QUOTED PASSAGE ::
--------------------
During my recent five-week RV trip around the U.S., I made a special stop at Gettysburg. I have been there several times and I love hearing the stories of the individuals who fought so valiantly on both sides that fateful July 1863.
One of my favorite stories involves the commander of the Union forces up on Little Round Top, Joshua Lawrence Chamberlain. Chamberlain was a 34-year-old schoolteacher from Maine. On July 2nd, he and his men were stationed at the far left edge of the line of battle.
They were told, “Whatever you do, you can’t let them (the Confederates) through here.”
All day long, the men of the 20th Maine fought off the vicious attacks coming up the hill to their position. Six months earlier, they were a thousand strong, but by late afternoon, they were down to only 80 men and they were out of ammunition.
Chamberlain knew they could not retreat. And, they did not have the bullets to form a reasonable defense. As he considered his options, he just instinctively chose the one that required the most courage. He shouted “Fix the bayonets now and execute a great right wheel of the entire regime. Swing left first.” In Army speak, that means “Charge.”
--------------------
CHALLENGE ::
Copy word for word the stretch of the Gettysburg passage from "One of my favorite" through "line of battle.". The data after this point has no connection to the Gettysburg passage.
--------------------
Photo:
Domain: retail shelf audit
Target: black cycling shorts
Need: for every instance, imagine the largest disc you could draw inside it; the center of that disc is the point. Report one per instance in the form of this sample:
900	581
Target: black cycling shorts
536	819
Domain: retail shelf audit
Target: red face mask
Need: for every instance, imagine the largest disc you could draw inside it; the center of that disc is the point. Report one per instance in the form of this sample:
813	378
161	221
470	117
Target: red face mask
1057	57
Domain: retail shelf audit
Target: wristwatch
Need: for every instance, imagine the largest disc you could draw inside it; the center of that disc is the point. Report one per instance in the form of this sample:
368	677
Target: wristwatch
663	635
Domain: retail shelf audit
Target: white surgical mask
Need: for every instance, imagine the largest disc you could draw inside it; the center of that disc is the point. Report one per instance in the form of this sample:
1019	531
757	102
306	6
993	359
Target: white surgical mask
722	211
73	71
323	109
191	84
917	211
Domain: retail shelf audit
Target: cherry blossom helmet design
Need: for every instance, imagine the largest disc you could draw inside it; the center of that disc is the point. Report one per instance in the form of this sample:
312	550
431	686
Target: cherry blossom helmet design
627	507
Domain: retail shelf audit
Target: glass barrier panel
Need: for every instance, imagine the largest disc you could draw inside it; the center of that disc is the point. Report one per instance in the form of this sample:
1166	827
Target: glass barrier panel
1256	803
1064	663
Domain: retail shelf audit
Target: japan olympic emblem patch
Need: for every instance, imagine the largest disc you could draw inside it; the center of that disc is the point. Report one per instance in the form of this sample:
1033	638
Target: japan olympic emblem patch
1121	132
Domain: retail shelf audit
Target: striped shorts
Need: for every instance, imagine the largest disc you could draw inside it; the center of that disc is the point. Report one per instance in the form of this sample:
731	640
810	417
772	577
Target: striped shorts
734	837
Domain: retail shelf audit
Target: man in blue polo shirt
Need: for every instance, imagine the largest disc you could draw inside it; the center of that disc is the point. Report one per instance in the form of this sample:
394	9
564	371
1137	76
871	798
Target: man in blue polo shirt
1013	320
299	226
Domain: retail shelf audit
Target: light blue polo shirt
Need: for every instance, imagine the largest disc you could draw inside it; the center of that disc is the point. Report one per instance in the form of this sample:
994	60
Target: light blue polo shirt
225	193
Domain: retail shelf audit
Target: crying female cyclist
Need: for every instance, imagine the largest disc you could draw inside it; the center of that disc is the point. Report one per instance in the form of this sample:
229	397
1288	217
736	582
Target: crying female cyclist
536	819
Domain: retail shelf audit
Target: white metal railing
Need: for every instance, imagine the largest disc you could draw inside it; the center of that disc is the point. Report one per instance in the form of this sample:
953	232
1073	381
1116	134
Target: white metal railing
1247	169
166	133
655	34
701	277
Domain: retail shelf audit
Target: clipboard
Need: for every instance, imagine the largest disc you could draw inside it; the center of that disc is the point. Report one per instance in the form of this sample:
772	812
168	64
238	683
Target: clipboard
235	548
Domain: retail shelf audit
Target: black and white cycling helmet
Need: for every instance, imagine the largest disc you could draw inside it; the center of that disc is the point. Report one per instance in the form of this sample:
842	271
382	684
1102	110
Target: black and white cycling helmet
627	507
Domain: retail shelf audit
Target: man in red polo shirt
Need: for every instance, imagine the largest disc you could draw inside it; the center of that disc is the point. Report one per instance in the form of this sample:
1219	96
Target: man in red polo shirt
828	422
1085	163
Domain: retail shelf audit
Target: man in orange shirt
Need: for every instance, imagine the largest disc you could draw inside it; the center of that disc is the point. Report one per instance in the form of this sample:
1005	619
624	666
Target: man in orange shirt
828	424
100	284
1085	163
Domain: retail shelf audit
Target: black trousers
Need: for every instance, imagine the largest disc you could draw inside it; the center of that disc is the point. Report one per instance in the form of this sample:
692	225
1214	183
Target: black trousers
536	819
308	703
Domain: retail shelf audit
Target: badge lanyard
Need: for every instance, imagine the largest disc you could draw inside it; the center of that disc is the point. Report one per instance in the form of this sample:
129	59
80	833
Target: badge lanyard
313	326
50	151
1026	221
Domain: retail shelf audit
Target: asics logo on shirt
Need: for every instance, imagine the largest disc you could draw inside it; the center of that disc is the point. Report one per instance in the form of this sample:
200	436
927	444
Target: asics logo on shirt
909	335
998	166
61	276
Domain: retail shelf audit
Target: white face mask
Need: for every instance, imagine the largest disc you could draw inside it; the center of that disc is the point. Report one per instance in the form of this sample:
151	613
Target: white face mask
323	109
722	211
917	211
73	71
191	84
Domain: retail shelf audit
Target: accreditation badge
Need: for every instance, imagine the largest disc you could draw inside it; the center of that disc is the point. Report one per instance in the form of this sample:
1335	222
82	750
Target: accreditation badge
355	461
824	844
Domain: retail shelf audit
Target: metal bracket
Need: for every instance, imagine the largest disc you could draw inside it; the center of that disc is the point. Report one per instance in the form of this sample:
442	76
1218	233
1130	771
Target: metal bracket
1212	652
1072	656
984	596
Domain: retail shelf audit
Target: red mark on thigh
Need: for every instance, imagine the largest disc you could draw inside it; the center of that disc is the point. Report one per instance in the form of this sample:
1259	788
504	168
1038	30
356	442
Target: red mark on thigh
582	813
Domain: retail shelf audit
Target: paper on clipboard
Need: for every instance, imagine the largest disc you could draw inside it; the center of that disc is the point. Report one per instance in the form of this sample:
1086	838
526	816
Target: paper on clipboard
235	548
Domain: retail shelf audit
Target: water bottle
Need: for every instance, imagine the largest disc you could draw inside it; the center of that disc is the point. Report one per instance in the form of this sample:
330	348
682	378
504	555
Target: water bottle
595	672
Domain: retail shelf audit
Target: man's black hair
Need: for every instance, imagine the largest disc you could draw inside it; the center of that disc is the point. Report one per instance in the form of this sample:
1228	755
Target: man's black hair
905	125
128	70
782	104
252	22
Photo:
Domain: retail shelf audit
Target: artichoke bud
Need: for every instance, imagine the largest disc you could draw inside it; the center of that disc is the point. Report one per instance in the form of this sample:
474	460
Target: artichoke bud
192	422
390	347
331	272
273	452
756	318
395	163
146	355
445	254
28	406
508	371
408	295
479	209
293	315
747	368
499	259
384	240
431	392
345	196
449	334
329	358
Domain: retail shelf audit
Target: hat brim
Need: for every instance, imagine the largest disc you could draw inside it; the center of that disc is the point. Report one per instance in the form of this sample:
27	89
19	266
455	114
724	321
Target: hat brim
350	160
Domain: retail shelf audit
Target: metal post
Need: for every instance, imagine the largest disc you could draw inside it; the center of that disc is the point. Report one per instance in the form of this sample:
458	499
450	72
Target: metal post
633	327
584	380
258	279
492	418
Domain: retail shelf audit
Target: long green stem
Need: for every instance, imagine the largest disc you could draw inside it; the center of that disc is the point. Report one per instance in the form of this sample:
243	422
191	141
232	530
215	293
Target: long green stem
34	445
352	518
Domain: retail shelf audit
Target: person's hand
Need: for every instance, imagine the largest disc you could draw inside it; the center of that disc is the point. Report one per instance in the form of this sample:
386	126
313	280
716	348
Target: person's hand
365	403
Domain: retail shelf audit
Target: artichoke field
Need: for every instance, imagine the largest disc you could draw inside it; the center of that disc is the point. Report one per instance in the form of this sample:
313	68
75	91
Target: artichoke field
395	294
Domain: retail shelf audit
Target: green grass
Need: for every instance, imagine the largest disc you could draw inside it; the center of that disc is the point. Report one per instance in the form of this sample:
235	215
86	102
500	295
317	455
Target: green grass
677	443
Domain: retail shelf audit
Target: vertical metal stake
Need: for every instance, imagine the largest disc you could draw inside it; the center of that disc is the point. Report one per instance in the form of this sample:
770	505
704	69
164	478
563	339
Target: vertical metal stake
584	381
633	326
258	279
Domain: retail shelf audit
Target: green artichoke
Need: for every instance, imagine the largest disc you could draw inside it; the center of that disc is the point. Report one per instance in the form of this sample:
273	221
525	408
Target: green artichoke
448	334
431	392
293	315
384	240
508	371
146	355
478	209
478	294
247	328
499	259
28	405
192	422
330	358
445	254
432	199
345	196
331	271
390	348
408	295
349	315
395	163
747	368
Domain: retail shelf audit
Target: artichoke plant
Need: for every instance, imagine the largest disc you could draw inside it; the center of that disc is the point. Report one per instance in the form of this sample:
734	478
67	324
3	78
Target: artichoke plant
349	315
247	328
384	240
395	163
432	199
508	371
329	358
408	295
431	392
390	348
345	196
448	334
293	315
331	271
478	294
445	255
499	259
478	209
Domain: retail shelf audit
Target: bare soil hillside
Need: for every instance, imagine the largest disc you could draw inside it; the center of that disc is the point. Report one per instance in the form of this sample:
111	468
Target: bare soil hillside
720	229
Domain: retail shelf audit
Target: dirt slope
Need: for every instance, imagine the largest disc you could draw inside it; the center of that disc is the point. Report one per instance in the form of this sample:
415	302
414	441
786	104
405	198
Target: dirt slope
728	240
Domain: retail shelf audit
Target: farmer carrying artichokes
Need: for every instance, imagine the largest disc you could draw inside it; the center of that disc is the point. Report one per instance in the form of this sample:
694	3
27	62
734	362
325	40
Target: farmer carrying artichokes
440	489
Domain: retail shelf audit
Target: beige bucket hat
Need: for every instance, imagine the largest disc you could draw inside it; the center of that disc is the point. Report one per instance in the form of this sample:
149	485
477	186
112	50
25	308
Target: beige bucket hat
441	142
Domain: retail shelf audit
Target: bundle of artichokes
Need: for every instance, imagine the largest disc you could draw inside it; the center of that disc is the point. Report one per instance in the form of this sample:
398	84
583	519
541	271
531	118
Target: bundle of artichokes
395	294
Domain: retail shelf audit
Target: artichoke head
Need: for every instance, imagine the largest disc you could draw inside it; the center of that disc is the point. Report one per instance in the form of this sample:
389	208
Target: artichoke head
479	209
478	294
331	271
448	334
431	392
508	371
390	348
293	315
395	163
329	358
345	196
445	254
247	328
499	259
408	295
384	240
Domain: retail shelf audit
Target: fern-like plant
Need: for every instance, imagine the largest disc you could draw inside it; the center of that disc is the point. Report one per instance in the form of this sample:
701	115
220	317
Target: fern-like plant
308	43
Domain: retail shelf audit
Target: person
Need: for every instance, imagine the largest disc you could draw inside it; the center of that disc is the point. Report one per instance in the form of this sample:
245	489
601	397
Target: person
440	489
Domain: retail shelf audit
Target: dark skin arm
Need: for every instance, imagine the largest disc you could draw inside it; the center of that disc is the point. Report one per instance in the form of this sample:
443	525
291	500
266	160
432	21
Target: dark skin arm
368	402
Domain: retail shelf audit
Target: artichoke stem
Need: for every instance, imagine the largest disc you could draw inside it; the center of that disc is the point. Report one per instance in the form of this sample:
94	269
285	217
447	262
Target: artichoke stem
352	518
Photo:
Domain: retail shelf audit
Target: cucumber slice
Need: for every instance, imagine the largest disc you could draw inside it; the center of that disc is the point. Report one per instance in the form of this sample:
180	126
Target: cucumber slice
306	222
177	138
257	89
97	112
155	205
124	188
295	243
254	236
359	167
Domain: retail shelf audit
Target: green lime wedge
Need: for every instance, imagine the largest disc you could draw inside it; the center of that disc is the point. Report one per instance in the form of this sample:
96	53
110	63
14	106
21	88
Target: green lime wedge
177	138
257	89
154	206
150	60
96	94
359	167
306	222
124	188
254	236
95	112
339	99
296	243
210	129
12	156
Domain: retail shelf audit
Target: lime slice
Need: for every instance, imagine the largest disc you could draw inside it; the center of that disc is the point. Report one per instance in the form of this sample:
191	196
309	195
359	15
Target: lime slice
--------------------
FINISHED EXERCISE ::
One of my favorite stories involves the commander of the Union forces up on Little Round Top, Joshua Lawrence Chamberlain. Chamberlain was a 34-year-old schoolteacher from Maine. On July 2nd, he and his men were stationed at the far left edge of the line of battle.